[Stored data]
__________________________________________________

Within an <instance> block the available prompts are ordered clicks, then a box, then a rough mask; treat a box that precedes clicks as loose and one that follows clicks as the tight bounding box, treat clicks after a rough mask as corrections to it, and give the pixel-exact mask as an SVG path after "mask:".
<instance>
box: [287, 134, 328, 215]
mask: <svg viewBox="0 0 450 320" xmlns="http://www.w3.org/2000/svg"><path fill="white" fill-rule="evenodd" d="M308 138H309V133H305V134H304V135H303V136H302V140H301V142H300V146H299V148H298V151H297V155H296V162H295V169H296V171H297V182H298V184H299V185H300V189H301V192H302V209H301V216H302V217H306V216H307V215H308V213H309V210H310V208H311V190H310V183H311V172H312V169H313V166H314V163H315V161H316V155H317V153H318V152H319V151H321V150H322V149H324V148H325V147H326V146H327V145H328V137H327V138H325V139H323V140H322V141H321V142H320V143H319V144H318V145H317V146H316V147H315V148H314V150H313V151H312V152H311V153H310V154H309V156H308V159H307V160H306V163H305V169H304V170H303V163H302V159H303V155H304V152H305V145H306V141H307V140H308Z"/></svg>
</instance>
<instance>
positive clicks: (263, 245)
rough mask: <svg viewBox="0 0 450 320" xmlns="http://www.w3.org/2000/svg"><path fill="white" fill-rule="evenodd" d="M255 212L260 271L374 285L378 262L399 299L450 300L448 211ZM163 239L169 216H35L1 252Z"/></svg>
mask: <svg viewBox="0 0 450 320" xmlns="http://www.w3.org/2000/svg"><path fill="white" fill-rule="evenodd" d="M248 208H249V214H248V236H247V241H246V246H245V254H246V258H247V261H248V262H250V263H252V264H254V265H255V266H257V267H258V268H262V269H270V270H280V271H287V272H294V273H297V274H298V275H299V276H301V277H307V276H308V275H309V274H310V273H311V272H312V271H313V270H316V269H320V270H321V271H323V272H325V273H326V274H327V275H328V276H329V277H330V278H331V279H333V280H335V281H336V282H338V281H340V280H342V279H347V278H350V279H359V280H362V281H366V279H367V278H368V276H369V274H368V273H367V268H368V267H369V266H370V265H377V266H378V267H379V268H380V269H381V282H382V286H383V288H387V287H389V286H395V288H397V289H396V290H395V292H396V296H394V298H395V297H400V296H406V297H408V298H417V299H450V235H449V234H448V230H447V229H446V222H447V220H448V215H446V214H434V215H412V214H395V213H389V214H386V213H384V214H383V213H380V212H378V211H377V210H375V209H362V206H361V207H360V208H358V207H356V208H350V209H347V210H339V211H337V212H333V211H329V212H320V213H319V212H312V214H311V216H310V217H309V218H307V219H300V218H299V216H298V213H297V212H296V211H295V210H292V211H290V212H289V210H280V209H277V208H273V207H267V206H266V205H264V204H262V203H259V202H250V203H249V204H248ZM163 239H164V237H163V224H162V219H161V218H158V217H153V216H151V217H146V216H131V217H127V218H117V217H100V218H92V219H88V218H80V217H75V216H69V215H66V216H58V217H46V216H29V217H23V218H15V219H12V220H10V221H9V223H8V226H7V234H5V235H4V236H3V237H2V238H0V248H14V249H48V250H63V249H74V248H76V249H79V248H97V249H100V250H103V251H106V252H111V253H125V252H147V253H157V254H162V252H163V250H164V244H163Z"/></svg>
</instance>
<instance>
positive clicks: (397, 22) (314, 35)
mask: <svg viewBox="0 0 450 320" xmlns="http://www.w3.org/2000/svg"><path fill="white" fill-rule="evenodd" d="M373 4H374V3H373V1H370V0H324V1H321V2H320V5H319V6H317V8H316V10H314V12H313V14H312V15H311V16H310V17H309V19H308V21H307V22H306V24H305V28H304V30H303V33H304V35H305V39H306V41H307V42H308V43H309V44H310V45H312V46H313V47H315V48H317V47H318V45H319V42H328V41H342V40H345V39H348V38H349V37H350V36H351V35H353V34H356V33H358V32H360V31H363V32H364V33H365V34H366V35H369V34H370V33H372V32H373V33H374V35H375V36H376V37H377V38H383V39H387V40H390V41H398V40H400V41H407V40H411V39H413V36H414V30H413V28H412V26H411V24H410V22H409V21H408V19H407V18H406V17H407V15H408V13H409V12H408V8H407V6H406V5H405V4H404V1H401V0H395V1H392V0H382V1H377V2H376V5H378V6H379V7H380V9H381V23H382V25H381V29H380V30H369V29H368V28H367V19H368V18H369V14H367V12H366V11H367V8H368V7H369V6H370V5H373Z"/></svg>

__________________________________________________

Print every line of the data above verbatim, with nothing left out or changed.

Within an <instance> block the available prompts are ordered clicks, then a box, then a rough mask; treat a box that precedes clicks as loose and one that follows clicks as the tight bounding box, treat clicks after a rough mask as corrections to it, and give the pixel-exact mask as an SVG path after "mask:".
<instance>
box: [287, 134, 328, 215]
mask: <svg viewBox="0 0 450 320" xmlns="http://www.w3.org/2000/svg"><path fill="white" fill-rule="evenodd" d="M308 138H309V133H305V134H304V135H303V136H302V140H301V142H300V146H299V148H298V151H297V155H296V162H295V169H296V171H297V182H298V184H299V185H300V189H301V192H302V209H301V216H302V217H306V216H307V215H308V213H309V210H310V208H311V190H310V183H311V172H312V169H313V166H314V163H315V161H316V155H317V153H318V152H319V151H321V150H322V149H324V148H325V147H326V146H327V145H328V137H327V138H325V139H323V140H322V141H321V142H320V143H319V144H318V145H317V146H316V147H315V148H314V150H313V151H312V152H311V153H310V154H309V156H308V159H307V160H306V163H305V169H304V170H303V163H302V159H303V155H304V152H305V145H306V141H307V140H308Z"/></svg>
</instance>
<instance>
positive clicks: (263, 245)
rough mask: <svg viewBox="0 0 450 320" xmlns="http://www.w3.org/2000/svg"><path fill="white" fill-rule="evenodd" d="M255 212L260 271L374 285L378 262L399 299L450 300L448 211ZM163 239L169 216H35L1 252Z"/></svg>
mask: <svg viewBox="0 0 450 320" xmlns="http://www.w3.org/2000/svg"><path fill="white" fill-rule="evenodd" d="M248 208H249V214H248V236H247V241H246V246H245V254H246V258H247V261H248V262H250V263H252V264H254V265H255V266H257V267H258V268H262V269H270V270H280V271H287V272H294V273H297V274H298V275H299V276H301V277H307V276H308V275H309V274H310V273H311V272H312V271H313V270H316V269H320V270H321V271H323V272H325V273H326V274H327V275H328V276H329V277H330V278H331V279H333V280H335V281H336V282H338V281H340V280H342V279H347V278H350V279H359V280H362V281H366V279H367V278H368V276H369V274H368V273H367V268H368V267H369V266H370V265H377V266H378V267H379V268H380V269H381V282H382V286H383V288H387V287H389V286H395V288H397V289H396V290H395V292H396V296H394V298H395V297H400V296H406V297H408V298H417V299H450V235H449V234H448V230H447V229H446V222H447V220H448V215H446V214H434V215H412V214H395V213H389V214H386V213H384V214H383V213H380V212H378V211H377V210H375V209H362V206H361V207H360V208H358V207H356V208H350V209H347V210H339V211H337V212H333V211H329V212H320V213H319V212H312V214H311V216H310V217H309V218H307V219H300V218H299V216H298V213H297V212H296V211H295V210H292V211H290V212H289V210H280V209H277V208H273V207H267V206H266V205H264V204H262V203H259V202H250V203H249V204H248ZM163 239H164V237H163V224H162V219H161V218H158V217H153V216H151V217H146V216H131V217H127V218H117V217H100V218H92V219H88V218H80V217H75V216H69V215H66V216H58V217H46V216H29V217H23V218H15V219H12V220H10V221H9V223H8V226H7V234H5V235H4V236H3V237H2V238H0V248H14V249H48V250H63V249H74V248H76V249H79V248H97V249H100V250H103V251H106V252H111V253H125V252H147V253H157V254H162V252H163V250H164V244H163Z"/></svg>
</instance>
<instance>
positive clicks: (397, 22) (314, 35)
mask: <svg viewBox="0 0 450 320" xmlns="http://www.w3.org/2000/svg"><path fill="white" fill-rule="evenodd" d="M373 4H374V3H373V1H370V0H324V1H321V2H320V5H319V6H317V8H316V10H314V12H313V14H312V15H311V16H310V17H309V19H308V21H307V22H306V24H305V28H304V30H303V33H304V35H305V39H306V41H307V42H308V43H309V44H310V45H312V46H313V47H315V48H317V47H318V45H319V42H328V41H342V40H345V39H348V38H349V37H350V36H351V35H353V34H356V33H358V32H360V31H363V32H364V33H365V34H366V35H369V34H370V33H372V32H373V33H374V35H375V36H376V37H377V38H383V39H387V40H390V41H398V40H400V41H407V40H411V39H413V36H414V30H413V28H412V26H411V24H410V22H409V21H408V19H407V18H406V17H407V15H408V13H409V12H408V8H407V6H406V5H405V4H404V1H401V0H395V1H392V0H382V1H377V2H376V5H378V6H379V7H380V9H381V23H382V25H381V29H380V30H369V29H368V28H367V19H368V18H369V14H367V12H366V11H367V8H368V7H369V6H370V5H373Z"/></svg>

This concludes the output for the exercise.